ASSIGNED TASK: Each record should be copied exactly, and none of them omitted.

RECORDS SUPPLIED:
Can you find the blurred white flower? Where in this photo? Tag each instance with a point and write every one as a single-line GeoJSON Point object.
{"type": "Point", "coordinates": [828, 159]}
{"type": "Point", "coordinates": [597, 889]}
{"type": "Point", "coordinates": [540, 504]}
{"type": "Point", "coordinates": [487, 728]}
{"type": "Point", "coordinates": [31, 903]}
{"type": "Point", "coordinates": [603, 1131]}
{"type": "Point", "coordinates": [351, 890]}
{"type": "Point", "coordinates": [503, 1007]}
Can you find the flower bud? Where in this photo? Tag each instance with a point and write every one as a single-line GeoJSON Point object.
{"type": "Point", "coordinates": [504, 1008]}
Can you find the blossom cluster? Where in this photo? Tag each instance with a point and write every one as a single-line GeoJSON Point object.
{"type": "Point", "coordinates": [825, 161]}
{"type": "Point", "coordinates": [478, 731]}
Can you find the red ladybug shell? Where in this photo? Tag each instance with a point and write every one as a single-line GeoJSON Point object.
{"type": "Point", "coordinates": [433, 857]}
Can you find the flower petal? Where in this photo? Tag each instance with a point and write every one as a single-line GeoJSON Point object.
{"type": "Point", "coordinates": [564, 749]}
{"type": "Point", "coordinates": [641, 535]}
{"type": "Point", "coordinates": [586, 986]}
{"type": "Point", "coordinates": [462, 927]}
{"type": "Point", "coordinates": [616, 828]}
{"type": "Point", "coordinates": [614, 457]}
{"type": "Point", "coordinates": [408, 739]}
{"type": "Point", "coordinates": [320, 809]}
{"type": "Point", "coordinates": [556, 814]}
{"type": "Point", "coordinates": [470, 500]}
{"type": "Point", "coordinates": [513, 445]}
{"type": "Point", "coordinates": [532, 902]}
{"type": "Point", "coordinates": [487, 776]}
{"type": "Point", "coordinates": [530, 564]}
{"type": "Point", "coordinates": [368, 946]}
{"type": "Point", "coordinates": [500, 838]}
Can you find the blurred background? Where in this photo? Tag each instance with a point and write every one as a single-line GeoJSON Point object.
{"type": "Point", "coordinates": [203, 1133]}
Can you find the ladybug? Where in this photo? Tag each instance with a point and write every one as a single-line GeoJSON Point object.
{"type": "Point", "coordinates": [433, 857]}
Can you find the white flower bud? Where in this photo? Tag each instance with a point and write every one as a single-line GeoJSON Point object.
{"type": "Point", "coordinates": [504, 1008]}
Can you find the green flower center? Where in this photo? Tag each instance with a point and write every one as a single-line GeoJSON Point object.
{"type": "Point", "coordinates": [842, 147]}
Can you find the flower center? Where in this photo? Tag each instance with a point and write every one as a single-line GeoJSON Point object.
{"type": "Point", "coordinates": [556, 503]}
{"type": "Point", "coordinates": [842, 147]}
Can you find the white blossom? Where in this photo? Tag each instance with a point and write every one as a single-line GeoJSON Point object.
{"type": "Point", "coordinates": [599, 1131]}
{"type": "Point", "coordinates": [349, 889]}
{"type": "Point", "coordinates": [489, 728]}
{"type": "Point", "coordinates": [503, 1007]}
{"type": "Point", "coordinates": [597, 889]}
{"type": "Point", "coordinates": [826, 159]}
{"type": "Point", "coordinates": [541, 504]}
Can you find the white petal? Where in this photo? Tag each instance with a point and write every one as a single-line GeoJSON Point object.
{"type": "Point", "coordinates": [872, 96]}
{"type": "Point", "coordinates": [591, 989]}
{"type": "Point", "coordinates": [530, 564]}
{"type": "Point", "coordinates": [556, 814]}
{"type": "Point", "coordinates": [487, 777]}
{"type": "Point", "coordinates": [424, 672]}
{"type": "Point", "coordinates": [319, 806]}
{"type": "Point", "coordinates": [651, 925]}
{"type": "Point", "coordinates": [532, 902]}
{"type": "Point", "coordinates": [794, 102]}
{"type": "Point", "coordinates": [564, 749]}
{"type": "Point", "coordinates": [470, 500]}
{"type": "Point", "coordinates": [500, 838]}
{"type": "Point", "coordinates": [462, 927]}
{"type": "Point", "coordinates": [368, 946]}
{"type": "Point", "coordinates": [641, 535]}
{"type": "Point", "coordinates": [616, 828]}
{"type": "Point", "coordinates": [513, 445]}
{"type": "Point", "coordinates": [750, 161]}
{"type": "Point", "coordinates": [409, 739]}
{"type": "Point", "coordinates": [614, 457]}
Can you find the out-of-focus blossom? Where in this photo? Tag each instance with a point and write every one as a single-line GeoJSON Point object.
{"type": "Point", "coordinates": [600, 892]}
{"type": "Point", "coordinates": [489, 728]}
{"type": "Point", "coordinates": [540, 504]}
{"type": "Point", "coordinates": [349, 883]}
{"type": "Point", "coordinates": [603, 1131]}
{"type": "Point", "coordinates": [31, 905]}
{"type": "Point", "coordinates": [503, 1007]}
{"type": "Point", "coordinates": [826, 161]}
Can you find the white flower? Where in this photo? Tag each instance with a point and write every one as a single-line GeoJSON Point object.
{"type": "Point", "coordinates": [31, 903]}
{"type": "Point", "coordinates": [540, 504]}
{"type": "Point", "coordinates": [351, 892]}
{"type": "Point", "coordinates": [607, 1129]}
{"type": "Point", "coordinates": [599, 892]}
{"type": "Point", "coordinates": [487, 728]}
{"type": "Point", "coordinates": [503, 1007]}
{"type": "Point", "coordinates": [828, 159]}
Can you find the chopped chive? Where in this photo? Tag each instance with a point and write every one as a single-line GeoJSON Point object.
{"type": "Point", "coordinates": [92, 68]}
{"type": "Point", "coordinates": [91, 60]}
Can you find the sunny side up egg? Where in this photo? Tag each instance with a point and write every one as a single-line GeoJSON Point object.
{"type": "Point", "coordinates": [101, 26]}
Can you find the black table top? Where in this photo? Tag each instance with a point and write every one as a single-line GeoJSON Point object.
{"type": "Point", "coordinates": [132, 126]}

THE ANSWER:
Can you find the blurred white flower? Where in this photo? Tag each instance with a point and write every one as a single-line GeoJSON Point object.
{"type": "Point", "coordinates": [828, 159]}
{"type": "Point", "coordinates": [597, 889]}
{"type": "Point", "coordinates": [540, 504]}
{"type": "Point", "coordinates": [487, 728]}
{"type": "Point", "coordinates": [31, 903]}
{"type": "Point", "coordinates": [603, 1131]}
{"type": "Point", "coordinates": [351, 890]}
{"type": "Point", "coordinates": [503, 1007]}
Can you find the flower bud? Where in this photo? Tag each instance with a point and write every one as a single-line GeoJSON Point object.
{"type": "Point", "coordinates": [504, 1008]}
Can you find the blossom cluster? Where in this photo? Tag each instance with a point and write every one as a single-line GeoJSON Point object.
{"type": "Point", "coordinates": [825, 161]}
{"type": "Point", "coordinates": [478, 731]}
Can you find the red ladybug shell? Where in this photo? Tag each instance with a point and write every one as a single-line GeoJSON Point object.
{"type": "Point", "coordinates": [433, 857]}
Can you find the flower petal? Where in this photo? Tag each instance with a point and write every one as a single-line GeoJSON Point object.
{"type": "Point", "coordinates": [564, 749]}
{"type": "Point", "coordinates": [641, 535]}
{"type": "Point", "coordinates": [586, 986]}
{"type": "Point", "coordinates": [462, 927]}
{"type": "Point", "coordinates": [616, 828]}
{"type": "Point", "coordinates": [614, 457]}
{"type": "Point", "coordinates": [408, 739]}
{"type": "Point", "coordinates": [320, 809]}
{"type": "Point", "coordinates": [556, 814]}
{"type": "Point", "coordinates": [470, 500]}
{"type": "Point", "coordinates": [513, 445]}
{"type": "Point", "coordinates": [532, 902]}
{"type": "Point", "coordinates": [487, 776]}
{"type": "Point", "coordinates": [530, 564]}
{"type": "Point", "coordinates": [368, 946]}
{"type": "Point", "coordinates": [500, 838]}
Can you find the blurred background? Where in this photo? Tag each instance with a point and write every one as a single-line GeoJSON Point object.
{"type": "Point", "coordinates": [203, 1133]}
Can you find the ladybug? Where in this photo? Tag each instance with a point and write every one as a single-line GeoJSON Point object.
{"type": "Point", "coordinates": [433, 857]}
Can you find the white flower bud? Where in this photo? Tag each instance with a point and write every one as a single-line GeoJSON Point object.
{"type": "Point", "coordinates": [504, 1008]}
Can you find the green flower center? Where in this photo? Tag each instance with a point and write every one as a single-line GeoJSON Point object.
{"type": "Point", "coordinates": [842, 147]}
Can you find the flower center? Where in this photo? Tag each instance with a point and write every one as a single-line GeoJSON Point object.
{"type": "Point", "coordinates": [556, 503]}
{"type": "Point", "coordinates": [842, 147]}
Can you find the white blossom? Where in this photo? Tag each instance with a point and write every one as a single-line GeoJSON Point object.
{"type": "Point", "coordinates": [599, 1131]}
{"type": "Point", "coordinates": [349, 889]}
{"type": "Point", "coordinates": [489, 728]}
{"type": "Point", "coordinates": [503, 1007]}
{"type": "Point", "coordinates": [597, 889]}
{"type": "Point", "coordinates": [826, 159]}
{"type": "Point", "coordinates": [541, 504]}
Can you find the white petal? Where in this photo? Tag each instance with a point and write every one as a single-line GeoJSON Point object.
{"type": "Point", "coordinates": [872, 96]}
{"type": "Point", "coordinates": [591, 989]}
{"type": "Point", "coordinates": [530, 564]}
{"type": "Point", "coordinates": [556, 814]}
{"type": "Point", "coordinates": [487, 777]}
{"type": "Point", "coordinates": [424, 672]}
{"type": "Point", "coordinates": [319, 806]}
{"type": "Point", "coordinates": [651, 925]}
{"type": "Point", "coordinates": [532, 902]}
{"type": "Point", "coordinates": [794, 102]}
{"type": "Point", "coordinates": [564, 749]}
{"type": "Point", "coordinates": [470, 500]}
{"type": "Point", "coordinates": [500, 838]}
{"type": "Point", "coordinates": [462, 927]}
{"type": "Point", "coordinates": [368, 946]}
{"type": "Point", "coordinates": [641, 535]}
{"type": "Point", "coordinates": [616, 828]}
{"type": "Point", "coordinates": [513, 445]}
{"type": "Point", "coordinates": [750, 161]}
{"type": "Point", "coordinates": [409, 739]}
{"type": "Point", "coordinates": [614, 457]}
Can you find the out-of-focus blossom? Where in this photo? Tag each instance with a point and write every one as a single-line GeoJSON Point object.
{"type": "Point", "coordinates": [600, 892]}
{"type": "Point", "coordinates": [489, 728]}
{"type": "Point", "coordinates": [540, 504]}
{"type": "Point", "coordinates": [349, 883]}
{"type": "Point", "coordinates": [603, 1131]}
{"type": "Point", "coordinates": [31, 905]}
{"type": "Point", "coordinates": [503, 1007]}
{"type": "Point", "coordinates": [826, 161]}
Can you find the white flower? Where in this photo? Tag each instance with a point and write every one as a single-line GeoJSON Point object.
{"type": "Point", "coordinates": [31, 903]}
{"type": "Point", "coordinates": [540, 504]}
{"type": "Point", "coordinates": [351, 892]}
{"type": "Point", "coordinates": [607, 1129]}
{"type": "Point", "coordinates": [599, 892]}
{"type": "Point", "coordinates": [487, 728]}
{"type": "Point", "coordinates": [503, 1007]}
{"type": "Point", "coordinates": [828, 159]}
Can you find the chopped chive? Where in this photo? Tag each instance with a point and write every one as a single-line GeoJSON Point object.
{"type": "Point", "coordinates": [92, 68]}
{"type": "Point", "coordinates": [91, 60]}
Can you find the sunny side up egg? Where in this photo? Tag each instance with a point and write every one as a single-line GeoJSON Point object.
{"type": "Point", "coordinates": [101, 26]}
Can you find the black table top? Where in this photo? Tag each instance with a point and write every one as a single-line GeoJSON Point object.
{"type": "Point", "coordinates": [132, 126]}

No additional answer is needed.